PROBLEM A: Copy the listing below word for word, starting at the line that contains "of the brick" and continuing through the end of the listing, with both ends included.

PROVIDED PASSAGE:

━━━━━━

Thursday, October 30, 2008

The television of our lives



In the sixties, the counterculture phrase "Turn on, Tune in, Drop Out" coined by the High Priest of LSD, Timothy Leary, was in fact saying to "Get stoned, abandon all constructive activity" and the rest would follow.

Today LSD actually stands for Liquid Screen Display and we have in a perverted way finally achieved Timothy Leary's wish. We turn on the television set, tune into a soap opera, the news, a film, a reality show and then we drop out. In 1974 Gil Scott -Heron already made the link between the power of television and what could be understood as the ultimate expression of reality, revolution. Do you remember this…?

The Revolution Will Not Be Televised
By Gil Scott-Heron

You will not be able to stay home, brother.
You will not be able to plug in, turn on and cop out.
You will not be able to lose yourself on skag
and skip out for beer during commercials,
Because the revolution will not be televised.

The revolution will not be televised.
The revolution will not be brought to you by Xerox
In 4 parts without commercial interruptions.
The revolution will not show you pictures of Nixon
blowing a bugle and leading a charge by John
Mitchell, General Abrams and Spiro Agnew to eat
hog maws confiscated from a Harlem sanctuary.

The revolution will not be televised.

━━━━━━

Coordinate labeling data:
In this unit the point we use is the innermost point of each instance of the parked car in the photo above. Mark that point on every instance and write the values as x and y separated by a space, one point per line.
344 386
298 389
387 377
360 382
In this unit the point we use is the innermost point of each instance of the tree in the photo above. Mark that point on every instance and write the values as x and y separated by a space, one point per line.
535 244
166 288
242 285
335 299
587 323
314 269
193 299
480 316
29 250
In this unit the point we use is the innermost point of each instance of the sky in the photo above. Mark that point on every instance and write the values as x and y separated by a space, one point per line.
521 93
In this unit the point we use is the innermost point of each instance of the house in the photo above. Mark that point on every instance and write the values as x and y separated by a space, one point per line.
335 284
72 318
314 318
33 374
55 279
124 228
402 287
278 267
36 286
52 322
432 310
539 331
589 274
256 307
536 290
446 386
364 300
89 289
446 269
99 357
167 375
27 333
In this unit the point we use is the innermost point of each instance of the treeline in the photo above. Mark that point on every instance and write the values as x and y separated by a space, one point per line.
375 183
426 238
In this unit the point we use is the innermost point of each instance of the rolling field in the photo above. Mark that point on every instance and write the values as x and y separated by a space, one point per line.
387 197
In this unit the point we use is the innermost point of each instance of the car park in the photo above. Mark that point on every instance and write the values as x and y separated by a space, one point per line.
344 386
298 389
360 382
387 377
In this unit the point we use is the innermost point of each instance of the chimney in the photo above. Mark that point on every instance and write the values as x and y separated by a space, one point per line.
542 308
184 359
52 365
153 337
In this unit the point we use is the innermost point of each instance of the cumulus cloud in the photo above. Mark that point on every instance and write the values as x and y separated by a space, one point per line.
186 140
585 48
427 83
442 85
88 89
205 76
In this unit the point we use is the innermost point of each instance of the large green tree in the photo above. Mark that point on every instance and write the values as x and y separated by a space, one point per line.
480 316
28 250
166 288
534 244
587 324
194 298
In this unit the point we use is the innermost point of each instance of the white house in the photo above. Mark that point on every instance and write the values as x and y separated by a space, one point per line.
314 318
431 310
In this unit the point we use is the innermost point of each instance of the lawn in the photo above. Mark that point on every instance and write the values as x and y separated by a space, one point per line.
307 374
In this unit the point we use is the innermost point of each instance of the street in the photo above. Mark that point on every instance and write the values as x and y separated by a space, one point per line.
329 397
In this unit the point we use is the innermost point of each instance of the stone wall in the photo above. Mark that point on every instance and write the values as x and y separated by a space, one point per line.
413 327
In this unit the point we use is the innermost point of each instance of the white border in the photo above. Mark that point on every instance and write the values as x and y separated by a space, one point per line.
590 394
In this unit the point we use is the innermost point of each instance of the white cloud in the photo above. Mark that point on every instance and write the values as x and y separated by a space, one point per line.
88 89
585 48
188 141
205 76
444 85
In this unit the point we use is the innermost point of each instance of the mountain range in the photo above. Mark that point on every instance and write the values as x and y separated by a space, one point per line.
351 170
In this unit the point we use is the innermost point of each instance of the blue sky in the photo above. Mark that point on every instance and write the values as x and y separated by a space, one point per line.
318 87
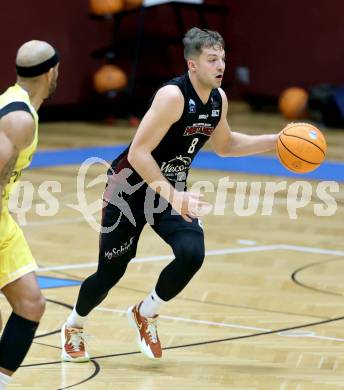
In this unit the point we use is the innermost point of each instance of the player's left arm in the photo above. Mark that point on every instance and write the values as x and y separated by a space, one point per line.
228 143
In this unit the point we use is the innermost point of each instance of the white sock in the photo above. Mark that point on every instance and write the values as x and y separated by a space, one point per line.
4 380
75 320
151 305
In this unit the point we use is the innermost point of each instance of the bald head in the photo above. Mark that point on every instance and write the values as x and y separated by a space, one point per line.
34 52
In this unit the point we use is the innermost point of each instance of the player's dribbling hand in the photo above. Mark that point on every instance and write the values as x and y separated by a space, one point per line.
189 205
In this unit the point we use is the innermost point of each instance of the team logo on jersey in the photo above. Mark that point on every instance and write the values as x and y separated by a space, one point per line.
192 106
176 168
214 103
199 128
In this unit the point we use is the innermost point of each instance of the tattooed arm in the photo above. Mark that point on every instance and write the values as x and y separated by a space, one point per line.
16 133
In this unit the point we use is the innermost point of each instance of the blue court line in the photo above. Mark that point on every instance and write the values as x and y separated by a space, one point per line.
259 165
49 282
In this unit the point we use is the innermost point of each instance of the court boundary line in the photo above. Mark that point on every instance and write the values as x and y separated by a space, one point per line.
215 252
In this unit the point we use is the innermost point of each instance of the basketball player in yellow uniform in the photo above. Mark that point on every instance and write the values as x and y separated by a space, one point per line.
37 71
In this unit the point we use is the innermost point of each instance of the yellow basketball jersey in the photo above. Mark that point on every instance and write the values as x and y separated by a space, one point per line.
8 100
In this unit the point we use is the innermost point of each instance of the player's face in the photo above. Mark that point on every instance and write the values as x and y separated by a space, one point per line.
210 66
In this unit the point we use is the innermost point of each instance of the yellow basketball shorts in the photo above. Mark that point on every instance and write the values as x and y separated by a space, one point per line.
16 259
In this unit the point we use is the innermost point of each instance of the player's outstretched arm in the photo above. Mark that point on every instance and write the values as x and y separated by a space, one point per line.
229 143
166 109
16 133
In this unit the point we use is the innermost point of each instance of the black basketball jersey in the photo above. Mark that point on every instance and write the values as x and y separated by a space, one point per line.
185 138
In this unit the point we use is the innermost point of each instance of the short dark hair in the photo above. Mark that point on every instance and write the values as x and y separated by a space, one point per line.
196 39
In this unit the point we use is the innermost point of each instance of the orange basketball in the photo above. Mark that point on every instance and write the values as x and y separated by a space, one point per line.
103 7
292 103
109 78
301 147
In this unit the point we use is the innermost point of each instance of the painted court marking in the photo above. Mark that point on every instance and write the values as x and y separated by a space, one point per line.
302 334
215 252
298 333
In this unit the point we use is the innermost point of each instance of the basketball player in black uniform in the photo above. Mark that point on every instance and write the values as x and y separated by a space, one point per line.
184 114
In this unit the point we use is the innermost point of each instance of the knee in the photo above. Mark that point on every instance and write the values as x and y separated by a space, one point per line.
31 308
190 251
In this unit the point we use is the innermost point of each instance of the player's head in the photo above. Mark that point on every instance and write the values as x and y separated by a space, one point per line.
204 52
37 63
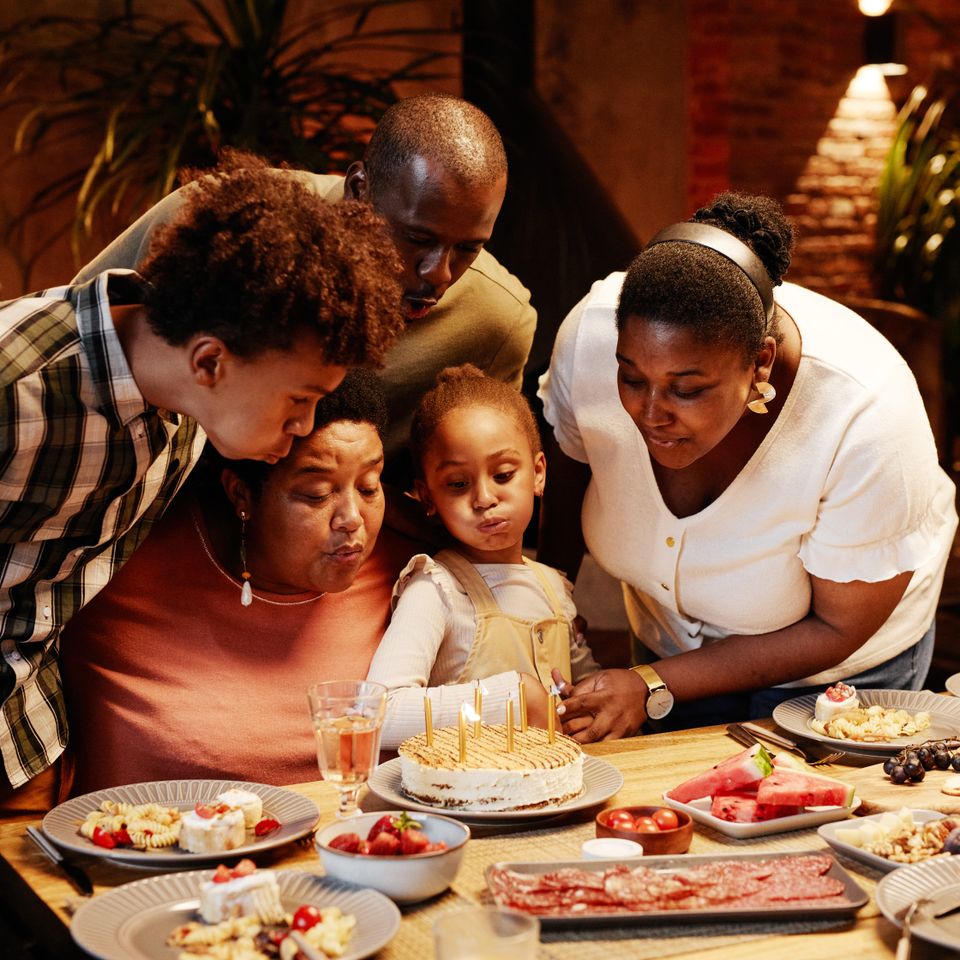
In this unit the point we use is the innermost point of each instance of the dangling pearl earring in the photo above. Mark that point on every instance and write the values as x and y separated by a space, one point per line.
246 591
767 393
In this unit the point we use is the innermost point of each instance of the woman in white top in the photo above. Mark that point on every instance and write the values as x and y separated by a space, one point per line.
760 474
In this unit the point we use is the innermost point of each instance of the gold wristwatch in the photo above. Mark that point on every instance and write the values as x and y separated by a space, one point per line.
660 699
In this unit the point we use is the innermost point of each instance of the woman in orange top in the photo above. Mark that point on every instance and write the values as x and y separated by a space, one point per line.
195 660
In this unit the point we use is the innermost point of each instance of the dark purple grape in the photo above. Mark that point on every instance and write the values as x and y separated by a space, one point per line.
952 843
913 769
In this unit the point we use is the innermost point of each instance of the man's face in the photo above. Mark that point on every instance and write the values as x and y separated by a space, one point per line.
439 224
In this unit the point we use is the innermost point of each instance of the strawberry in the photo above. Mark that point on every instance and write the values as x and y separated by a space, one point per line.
385 824
347 842
385 845
413 841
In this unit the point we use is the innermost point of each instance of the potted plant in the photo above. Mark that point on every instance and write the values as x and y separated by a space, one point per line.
138 95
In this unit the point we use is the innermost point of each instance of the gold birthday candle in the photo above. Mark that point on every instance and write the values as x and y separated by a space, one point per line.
477 709
428 720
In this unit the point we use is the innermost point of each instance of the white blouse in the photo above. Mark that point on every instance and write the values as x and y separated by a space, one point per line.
431 634
845 486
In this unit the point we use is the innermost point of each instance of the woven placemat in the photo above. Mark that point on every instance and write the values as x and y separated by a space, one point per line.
562 842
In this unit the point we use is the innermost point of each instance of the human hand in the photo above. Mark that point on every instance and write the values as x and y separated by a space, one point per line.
537 700
607 705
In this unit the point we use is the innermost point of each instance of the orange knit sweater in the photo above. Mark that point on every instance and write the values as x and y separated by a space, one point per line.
168 676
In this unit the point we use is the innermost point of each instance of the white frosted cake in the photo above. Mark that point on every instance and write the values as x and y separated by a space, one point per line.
246 800
534 774
253 895
213 834
840 698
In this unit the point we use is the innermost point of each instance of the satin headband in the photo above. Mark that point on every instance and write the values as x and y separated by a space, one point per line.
727 245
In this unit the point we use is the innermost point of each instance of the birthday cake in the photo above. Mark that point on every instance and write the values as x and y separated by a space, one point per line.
534 774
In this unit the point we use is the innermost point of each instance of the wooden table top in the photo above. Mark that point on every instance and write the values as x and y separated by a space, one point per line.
34 889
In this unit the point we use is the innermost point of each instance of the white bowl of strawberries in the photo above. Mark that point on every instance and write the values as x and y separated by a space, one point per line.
407 857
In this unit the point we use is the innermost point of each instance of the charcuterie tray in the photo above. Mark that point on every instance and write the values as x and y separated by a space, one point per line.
846 903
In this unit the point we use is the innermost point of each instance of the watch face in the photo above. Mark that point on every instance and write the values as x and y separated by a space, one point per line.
659 704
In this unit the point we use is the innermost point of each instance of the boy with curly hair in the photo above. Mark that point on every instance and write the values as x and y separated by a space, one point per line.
254 301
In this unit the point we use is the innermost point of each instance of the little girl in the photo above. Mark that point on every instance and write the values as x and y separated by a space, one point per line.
481 610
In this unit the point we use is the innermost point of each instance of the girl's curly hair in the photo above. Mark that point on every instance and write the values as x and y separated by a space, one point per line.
255 258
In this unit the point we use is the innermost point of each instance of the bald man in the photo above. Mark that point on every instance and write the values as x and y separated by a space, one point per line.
436 170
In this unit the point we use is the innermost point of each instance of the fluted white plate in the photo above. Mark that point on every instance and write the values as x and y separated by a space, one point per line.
933 878
795 716
601 780
829 833
132 922
296 814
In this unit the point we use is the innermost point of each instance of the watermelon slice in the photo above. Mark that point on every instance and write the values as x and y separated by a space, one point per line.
734 773
792 788
743 807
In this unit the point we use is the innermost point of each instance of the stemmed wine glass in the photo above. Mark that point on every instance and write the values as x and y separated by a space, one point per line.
347 719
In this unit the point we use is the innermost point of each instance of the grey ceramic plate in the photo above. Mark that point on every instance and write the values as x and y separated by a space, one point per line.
932 878
296 814
132 922
829 833
601 780
847 903
795 716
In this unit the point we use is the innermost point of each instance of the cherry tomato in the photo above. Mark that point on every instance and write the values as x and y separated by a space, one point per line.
666 819
620 820
306 917
103 838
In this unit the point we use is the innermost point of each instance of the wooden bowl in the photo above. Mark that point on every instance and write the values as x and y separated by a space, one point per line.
654 844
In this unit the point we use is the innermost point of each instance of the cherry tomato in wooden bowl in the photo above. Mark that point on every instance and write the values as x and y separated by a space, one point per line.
659 830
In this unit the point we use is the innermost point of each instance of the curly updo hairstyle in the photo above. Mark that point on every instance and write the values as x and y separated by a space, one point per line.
255 258
689 285
466 386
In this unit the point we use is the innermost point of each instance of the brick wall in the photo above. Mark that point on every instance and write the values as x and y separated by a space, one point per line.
780 106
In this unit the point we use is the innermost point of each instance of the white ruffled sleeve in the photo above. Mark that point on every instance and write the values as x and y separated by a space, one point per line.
422 604
886 499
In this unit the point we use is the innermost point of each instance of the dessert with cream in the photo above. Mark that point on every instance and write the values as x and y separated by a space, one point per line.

━━━━━━

PROBLEM B:
Answer these questions about the blog post on television:
(i) According to the post, what does LSD stand for today?
(ii) In what year did Gil Scott-Heron link the power of television to revolution?
(iii) In the poem, which company will not bring the revolution to you?

WRITTEN SOLUTION A:
In this unit the point we use is the innermost point of each instance of the brick wall in the photo above. Mark that point on every instance and write the values as x and y separated by a space, one point per line.
780 106
In this unit the point we use is the innermost point of each instance of the white ruffled sleeve in the photo above. Mark that point on every instance and write the values as x and y separated by a space, one point per line.
422 604
886 499
In this unit the point we use is the innermost point of each instance of the dessert with cream in the photo above. Mark that point on every instance and write the values as x and y separated by a space, one point per line.

WRITTEN SOLUTION B:
(i) Liquid Screen Display
(ii) 1974
(iii) Xerox